-- Supplied passage follows --
Any genelist in your loader genelist directory can also be used for synthetic gene averaging - see below.

Selecting data

Synthetic gene operations takes place after data retrieval and, optionally, before filtering based on expression patterns. Data must be retrieved, and the .pcl file placed in your repository. From the repository, click on the "Synth"
icon for a .pcl file of interest to select synthetic genes for averaging.

All operations ("collapse" or annotation - see below) are based on the row identifier in the .pcl file, which must exactly match the identifier used in the synthetic gene definition. Essentially this means that you must not select the "include UIDs" option in data retrieval, so that the row identifiers are the clone IDs or systematic names of the reporters.

Any number of sets of synthetic genes may be selected from the options presented, as well as any number of individual genelists from your loader genelists directory. An actual reporter (clone, oligo, etc.) may be included in multiple synthetic gene definitions, optionally with different weights in each.

Collapsing synthetic genes in data

If the "Average expression vectors" option is selected, all the data for all reporters (clone, oligo, etc.) included in each synthetic gene definition will be averaged together to produce a single, new expression vector for each synthetic gene selected. Before averaging, you must also decide whether to retain all original data, discard all original data, or discard any reporter included in a synthetic gene. The averaged synthetic gene vectors will be added to the .pcl file, original vectors will be removed according to your selection, and the .pcl file may then be filtered and/or clustered.
-- Supplied passage concluded --
-- Data under study follows --
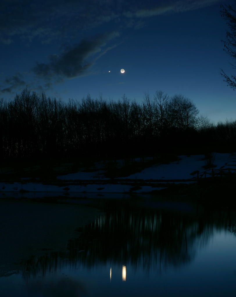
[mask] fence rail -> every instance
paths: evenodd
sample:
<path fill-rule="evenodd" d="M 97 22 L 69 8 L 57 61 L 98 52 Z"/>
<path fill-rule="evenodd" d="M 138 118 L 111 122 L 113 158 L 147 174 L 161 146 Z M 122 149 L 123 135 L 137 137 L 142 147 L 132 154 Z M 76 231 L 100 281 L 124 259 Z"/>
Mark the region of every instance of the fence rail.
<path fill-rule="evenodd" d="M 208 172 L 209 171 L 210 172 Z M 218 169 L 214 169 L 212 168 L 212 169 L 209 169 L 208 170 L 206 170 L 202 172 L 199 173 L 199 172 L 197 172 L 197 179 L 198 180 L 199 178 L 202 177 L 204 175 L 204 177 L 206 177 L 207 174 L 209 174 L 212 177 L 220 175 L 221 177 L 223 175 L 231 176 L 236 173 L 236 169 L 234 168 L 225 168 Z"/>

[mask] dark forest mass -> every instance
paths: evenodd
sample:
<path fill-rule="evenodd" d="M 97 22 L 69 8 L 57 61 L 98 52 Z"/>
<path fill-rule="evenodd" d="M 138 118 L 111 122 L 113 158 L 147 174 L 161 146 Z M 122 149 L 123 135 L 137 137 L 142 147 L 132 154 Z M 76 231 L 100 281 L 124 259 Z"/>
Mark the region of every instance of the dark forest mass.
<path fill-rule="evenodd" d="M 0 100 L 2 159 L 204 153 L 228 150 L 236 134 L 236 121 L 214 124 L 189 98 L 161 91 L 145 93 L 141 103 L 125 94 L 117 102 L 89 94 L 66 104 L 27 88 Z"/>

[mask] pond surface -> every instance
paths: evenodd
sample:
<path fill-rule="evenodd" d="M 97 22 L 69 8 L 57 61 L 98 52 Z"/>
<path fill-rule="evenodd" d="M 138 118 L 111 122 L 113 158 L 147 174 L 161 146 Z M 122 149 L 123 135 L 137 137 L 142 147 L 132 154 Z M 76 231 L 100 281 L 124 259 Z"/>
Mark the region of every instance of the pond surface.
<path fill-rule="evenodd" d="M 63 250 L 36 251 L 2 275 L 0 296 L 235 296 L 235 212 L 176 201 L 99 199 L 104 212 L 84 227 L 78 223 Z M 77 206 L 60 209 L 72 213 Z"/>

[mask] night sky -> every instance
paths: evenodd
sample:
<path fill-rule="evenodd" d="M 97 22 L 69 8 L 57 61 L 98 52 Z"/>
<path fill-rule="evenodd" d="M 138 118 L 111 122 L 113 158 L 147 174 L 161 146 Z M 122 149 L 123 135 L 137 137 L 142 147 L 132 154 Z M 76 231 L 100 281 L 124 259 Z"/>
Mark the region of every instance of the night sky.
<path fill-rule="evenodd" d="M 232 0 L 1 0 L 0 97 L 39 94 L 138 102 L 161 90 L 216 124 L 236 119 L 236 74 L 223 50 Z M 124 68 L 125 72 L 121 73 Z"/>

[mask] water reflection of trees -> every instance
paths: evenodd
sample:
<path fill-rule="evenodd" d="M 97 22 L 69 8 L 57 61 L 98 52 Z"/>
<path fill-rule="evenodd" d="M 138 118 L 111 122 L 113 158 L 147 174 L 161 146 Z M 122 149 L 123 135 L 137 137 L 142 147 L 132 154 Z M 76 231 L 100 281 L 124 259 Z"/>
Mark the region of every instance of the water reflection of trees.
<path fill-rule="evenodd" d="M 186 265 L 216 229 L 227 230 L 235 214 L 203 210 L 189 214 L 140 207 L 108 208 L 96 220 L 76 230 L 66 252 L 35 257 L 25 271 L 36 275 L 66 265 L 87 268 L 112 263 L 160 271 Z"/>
-- Data under study concluded --
-- Data under study follows --
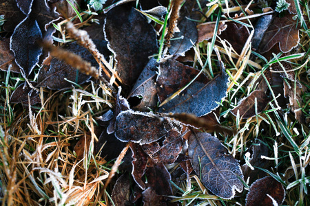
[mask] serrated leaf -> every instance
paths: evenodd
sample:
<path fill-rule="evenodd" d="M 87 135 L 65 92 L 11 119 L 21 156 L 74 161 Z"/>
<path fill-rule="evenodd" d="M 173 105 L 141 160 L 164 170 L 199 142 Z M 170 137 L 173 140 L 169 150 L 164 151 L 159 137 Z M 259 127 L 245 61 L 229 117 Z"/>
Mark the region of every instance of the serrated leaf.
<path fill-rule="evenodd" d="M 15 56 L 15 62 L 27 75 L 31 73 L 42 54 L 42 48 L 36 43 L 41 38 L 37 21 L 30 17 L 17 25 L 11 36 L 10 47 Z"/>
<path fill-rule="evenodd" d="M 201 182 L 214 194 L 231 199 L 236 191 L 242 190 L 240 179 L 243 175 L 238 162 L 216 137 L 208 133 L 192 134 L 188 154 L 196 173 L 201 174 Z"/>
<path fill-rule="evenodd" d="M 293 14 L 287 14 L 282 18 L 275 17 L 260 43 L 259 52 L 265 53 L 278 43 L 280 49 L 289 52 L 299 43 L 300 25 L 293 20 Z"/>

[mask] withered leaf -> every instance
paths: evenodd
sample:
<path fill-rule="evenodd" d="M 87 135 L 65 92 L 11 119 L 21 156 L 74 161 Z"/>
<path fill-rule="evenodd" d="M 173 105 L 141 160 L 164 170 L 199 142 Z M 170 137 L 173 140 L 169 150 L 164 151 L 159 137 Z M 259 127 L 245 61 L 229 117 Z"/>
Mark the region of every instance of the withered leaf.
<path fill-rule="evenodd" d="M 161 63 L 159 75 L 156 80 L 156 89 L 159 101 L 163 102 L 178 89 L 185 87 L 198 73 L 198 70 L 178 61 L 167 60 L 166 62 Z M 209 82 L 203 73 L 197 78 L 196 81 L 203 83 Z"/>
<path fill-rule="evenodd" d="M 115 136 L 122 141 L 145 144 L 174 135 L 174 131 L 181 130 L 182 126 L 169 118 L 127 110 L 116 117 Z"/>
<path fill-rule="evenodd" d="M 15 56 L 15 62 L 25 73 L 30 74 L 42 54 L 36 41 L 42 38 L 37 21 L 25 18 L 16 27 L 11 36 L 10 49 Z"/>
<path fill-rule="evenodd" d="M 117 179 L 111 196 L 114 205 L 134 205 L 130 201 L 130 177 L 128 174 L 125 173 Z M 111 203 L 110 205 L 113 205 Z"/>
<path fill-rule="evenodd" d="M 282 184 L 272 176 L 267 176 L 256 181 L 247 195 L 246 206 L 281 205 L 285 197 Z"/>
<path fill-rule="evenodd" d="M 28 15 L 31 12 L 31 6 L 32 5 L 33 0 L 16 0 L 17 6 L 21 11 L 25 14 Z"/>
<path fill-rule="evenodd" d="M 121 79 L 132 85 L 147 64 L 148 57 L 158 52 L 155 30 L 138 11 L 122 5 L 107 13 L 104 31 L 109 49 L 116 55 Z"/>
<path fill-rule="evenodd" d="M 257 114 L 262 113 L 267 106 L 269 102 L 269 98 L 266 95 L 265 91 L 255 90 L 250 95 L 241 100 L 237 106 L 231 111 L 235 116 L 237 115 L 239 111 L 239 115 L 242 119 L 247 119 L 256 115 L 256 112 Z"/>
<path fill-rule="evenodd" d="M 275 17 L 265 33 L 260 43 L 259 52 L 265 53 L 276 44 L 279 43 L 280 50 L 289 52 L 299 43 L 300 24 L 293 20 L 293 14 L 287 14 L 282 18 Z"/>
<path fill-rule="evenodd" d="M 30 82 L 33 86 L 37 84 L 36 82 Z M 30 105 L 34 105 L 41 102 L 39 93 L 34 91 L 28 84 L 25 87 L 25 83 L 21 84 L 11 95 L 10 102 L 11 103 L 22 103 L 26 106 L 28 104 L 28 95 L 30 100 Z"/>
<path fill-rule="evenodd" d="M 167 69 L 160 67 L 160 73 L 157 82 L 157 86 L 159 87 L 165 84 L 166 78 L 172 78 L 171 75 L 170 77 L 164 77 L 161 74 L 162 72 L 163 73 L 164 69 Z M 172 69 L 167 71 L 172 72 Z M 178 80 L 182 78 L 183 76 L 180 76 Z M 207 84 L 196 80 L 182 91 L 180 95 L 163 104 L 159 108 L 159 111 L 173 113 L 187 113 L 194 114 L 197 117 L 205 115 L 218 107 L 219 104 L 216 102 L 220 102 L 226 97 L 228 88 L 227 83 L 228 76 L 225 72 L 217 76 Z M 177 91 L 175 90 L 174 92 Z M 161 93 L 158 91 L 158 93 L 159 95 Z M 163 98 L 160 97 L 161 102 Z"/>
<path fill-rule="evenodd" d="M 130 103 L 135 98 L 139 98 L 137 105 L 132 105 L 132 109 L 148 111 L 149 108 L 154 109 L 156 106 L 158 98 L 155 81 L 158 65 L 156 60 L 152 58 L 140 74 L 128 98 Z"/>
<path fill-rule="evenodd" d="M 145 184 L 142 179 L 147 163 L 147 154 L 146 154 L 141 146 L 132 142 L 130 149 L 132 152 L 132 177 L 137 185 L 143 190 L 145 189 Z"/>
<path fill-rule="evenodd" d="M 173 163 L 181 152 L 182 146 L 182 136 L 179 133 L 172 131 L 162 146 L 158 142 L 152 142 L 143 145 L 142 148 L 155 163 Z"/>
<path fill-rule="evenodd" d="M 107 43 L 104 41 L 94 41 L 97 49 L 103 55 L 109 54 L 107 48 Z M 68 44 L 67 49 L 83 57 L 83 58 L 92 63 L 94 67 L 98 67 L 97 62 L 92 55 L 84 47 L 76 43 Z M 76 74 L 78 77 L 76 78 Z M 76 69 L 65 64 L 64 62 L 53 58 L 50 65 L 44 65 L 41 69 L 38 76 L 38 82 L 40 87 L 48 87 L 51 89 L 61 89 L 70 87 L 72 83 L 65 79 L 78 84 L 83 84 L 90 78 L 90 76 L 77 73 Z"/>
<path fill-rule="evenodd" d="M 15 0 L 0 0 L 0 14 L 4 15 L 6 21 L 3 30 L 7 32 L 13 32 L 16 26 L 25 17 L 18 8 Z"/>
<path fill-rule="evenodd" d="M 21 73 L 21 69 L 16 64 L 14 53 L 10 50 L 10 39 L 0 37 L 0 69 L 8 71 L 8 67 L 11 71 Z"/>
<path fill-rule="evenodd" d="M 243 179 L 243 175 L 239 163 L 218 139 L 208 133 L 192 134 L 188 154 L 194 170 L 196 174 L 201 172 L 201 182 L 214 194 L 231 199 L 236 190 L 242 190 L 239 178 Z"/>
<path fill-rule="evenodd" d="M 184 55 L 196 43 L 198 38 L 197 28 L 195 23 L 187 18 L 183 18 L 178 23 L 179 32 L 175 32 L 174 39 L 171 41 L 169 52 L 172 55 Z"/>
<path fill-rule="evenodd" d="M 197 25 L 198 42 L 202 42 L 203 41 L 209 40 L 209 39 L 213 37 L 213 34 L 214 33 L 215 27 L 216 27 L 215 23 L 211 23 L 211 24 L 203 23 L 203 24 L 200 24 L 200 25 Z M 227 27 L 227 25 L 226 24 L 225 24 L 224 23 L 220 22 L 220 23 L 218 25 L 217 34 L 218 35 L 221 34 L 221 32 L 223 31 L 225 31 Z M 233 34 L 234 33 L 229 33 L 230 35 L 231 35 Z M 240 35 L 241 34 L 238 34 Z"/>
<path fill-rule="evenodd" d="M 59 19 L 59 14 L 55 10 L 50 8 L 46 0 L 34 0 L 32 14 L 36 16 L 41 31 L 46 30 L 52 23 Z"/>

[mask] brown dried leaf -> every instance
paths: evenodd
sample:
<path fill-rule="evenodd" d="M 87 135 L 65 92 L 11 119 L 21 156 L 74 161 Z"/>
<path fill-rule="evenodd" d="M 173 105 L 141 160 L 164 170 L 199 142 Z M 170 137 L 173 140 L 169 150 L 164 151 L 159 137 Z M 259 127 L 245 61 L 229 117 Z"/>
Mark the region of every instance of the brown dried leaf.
-- Data under study concluded --
**Work instruction 1:** Could you repeat the synthetic gene text word for word from "Synthetic gene operations" to "of the reporters."?
**Work instruction 2:**
Answer these questions about the synthetic gene text:
(a) Where must the .pcl file be placed after data retrieval?
(b) Which data retrieval option must not be selected?
(c) Which option must be selected to average each synthetic gene's data into a single new expression vector?
The items are material separate from the synthetic gene text.

**Written response 1:**
Synthetic gene operations takes place after data retrieval and, optionally, before filtering based on expression patterns. Data must be retrieved, and the .pcl file placed in your repository. From the repository, click on the "Synth"
icon for a .pcl file of interest to select synthetic genes for averaging.

All operations ("collapse" or annotation - see below) are based on the row identifier in the .pcl file, which must exactly match the identifier used in the synthetic gene definition. Essentially this means that you must not select the "include UIDs" option in data retrieval, so that the row identifiers are the clone IDs or systematic names of the reporters.

**Written response 2:**
(a) In your repository.
(b) The "include UIDs" option.
(c) The "Average expression vectors" option.